TRECHO APRESENTADO:
Noites mal dormidas, aumento dos níveis de estresse e dificuldades até para ler um livro ou assistir TV. Essa é a realidade que moradores de bairros próximos ao Mineirão, na região da Pampulha, afirmam enfrentar com os constantes eventos realizados no estádio. Neste mês, o Ministério Público de Minas Gerais ajuizou uma ação pedindo a suspensão dos shows no local dada a poluição sonora que tem sido registrada.
Logo, alguns setores e nomes famosos do cenário musical se manifestaram contrários à decisão, alegando a importância do fomento cultural e econômico oriundo das apresentações. Habitantes da região, porém, pedem respeito e o entendimento da população e dos envolvidos: eles afirmam não desejar a extinção dos shows e eventos, mas um controle e adequação que possibilitem a harmonia entre todos.
Moradora da região e uma das integrantes da Associação Comunitária do bairro Ouro Preto, a gerente de comunicação e marketing Fernanda Marques, de 40 anos, destaca que shows eventuais existiram há anos no Mineirão e que ninguém nunca brigou por isso. No entanto, o uso da esplanada para realizar festivais já há alguns anos, além da não restrição de um horário mais adequado para os eventos (como até as 22h) têm se tornado uma espécie de tortura para os moradores.

DADOS FORNECIDOS:
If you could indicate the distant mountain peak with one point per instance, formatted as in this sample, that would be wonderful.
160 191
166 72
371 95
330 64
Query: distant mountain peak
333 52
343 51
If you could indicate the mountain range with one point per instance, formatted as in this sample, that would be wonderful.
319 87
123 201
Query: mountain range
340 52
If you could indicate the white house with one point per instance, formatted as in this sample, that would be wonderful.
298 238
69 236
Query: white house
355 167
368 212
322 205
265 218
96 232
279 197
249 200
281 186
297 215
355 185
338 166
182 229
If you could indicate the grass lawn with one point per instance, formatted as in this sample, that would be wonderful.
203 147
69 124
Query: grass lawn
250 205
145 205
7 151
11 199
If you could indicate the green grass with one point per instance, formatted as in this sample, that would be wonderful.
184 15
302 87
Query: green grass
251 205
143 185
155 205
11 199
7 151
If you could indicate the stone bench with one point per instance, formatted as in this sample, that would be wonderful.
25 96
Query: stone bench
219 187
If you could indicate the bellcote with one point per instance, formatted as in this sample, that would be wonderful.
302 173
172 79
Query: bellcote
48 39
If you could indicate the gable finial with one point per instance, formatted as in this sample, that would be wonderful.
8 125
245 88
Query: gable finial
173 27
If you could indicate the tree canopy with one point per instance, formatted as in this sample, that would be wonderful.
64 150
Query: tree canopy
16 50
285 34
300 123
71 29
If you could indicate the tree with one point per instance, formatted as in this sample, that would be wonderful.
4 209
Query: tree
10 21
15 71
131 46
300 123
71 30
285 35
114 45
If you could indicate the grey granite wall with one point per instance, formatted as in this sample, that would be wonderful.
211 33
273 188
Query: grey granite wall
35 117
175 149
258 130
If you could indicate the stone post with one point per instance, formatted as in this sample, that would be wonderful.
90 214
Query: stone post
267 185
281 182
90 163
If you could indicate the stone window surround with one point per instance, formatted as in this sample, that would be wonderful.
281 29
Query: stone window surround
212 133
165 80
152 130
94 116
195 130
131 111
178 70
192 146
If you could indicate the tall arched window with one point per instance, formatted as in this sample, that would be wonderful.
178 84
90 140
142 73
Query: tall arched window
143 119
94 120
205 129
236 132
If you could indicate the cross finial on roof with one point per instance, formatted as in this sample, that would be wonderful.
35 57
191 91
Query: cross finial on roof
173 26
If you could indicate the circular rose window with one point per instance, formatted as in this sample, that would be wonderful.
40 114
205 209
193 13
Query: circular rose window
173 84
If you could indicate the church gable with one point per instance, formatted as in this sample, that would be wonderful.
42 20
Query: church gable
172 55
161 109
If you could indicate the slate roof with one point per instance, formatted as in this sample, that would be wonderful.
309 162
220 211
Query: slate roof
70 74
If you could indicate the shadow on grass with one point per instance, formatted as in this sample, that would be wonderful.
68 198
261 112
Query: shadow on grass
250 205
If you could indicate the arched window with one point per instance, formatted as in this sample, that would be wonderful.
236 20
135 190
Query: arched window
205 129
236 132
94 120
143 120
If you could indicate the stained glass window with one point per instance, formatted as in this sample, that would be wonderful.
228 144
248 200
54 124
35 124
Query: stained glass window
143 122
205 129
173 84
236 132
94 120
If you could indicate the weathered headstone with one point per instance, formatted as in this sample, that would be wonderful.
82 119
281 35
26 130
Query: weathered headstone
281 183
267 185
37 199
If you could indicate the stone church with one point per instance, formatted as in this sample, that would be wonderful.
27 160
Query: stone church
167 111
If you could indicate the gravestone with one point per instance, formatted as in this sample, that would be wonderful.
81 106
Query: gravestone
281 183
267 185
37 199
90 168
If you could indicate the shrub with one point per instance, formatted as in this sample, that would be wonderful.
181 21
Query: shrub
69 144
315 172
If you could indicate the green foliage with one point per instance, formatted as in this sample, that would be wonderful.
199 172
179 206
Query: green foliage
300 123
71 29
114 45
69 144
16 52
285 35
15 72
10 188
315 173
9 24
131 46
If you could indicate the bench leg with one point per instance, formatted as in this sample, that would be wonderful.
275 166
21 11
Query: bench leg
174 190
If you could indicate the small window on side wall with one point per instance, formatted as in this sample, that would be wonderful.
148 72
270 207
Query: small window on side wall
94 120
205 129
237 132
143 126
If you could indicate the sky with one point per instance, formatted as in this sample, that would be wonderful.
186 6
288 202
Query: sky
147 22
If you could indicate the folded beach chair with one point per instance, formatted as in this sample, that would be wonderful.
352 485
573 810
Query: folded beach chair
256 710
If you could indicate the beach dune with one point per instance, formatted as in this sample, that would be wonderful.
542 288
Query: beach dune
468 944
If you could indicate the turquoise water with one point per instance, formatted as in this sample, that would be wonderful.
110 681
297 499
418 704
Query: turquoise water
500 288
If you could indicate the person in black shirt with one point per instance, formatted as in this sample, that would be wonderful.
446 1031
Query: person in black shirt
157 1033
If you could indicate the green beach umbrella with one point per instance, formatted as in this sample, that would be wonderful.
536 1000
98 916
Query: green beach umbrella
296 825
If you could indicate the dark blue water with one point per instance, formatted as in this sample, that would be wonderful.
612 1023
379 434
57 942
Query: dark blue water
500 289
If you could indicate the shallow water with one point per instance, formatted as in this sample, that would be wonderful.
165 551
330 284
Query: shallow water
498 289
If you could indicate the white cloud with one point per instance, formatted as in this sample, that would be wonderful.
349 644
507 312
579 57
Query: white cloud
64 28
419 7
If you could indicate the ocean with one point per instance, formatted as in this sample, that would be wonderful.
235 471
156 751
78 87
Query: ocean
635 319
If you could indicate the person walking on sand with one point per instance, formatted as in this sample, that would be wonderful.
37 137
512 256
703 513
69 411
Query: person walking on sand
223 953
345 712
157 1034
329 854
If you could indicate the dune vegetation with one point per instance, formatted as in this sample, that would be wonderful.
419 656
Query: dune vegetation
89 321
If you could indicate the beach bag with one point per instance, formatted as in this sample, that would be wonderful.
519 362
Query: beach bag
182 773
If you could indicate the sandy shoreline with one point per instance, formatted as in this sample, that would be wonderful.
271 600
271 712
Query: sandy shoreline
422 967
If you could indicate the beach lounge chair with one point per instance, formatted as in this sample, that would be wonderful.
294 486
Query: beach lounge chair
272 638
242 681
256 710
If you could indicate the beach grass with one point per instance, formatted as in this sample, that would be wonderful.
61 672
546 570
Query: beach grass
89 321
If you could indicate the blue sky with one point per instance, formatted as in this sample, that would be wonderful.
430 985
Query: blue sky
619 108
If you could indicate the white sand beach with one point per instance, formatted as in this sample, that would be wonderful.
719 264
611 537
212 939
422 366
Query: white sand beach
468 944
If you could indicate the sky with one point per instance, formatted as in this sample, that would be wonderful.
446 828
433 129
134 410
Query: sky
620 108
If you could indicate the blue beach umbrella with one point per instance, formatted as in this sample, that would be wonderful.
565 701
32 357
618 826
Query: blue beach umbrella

TAREFA ESCRITA 1: Cite na íntegra o texto sobre o barulho dos shows no Mineirão, sem alterar nenhuma palavra nem a pontuação.
TAREFA ESCRITA 2: Reúna todas as linhas acima em que aparece a palavra "gravestone", copiando cada uma delas tal como está.

RESPOSTA COMPLETA 1:
Noites mal dormidas, aumento dos níveis de estresse e dificuldades até para ler um livro ou assistir TV. Essa é a realidade que moradores de bairros próximos ao Mineirão, na região da Pampulha, afirmam enfrentar com os constantes eventos realizados no estádio. Neste mês, o Ministério Público de Minas Gerais ajuizou uma ação pedindo a suspensão dos shows no local dada a poluição sonora que tem sido registrada.
Logo, alguns setores e nomes famosos do cenário musical se manifestaram contrários à decisão, alegando a importância do fomento cultural e econômico oriundo das apresentações. Habitantes da região, porém, pedem respeito e o entendimento da população e dos envolvidos: eles afirmam não desejar a extinção dos shows e eventos, mas um controle e adequação que possibilitem a harmonia entre todos.
Moradora da região e uma das integrantes da Associação Comunitária do bairro Ouro Preto, a gerente de comunicação e marketing Fernanda Marques, de 40 anos, destaca que shows eventuais existiram há anos no Mineirão e que ninguém nunca brigou por isso. No entanto, o uso da esplanada para realizar festivais já há alguns anos, além da não restrição de um horário mais adequado para os eventos (como até as 22h) têm se tornado uma espécie de tortura para os moradores.

RESPOSTA COMPLETA 2:
If you could indicate the gravestone with one point per instance, formatted as in this sample, that would be wonderful.
Query: gravestone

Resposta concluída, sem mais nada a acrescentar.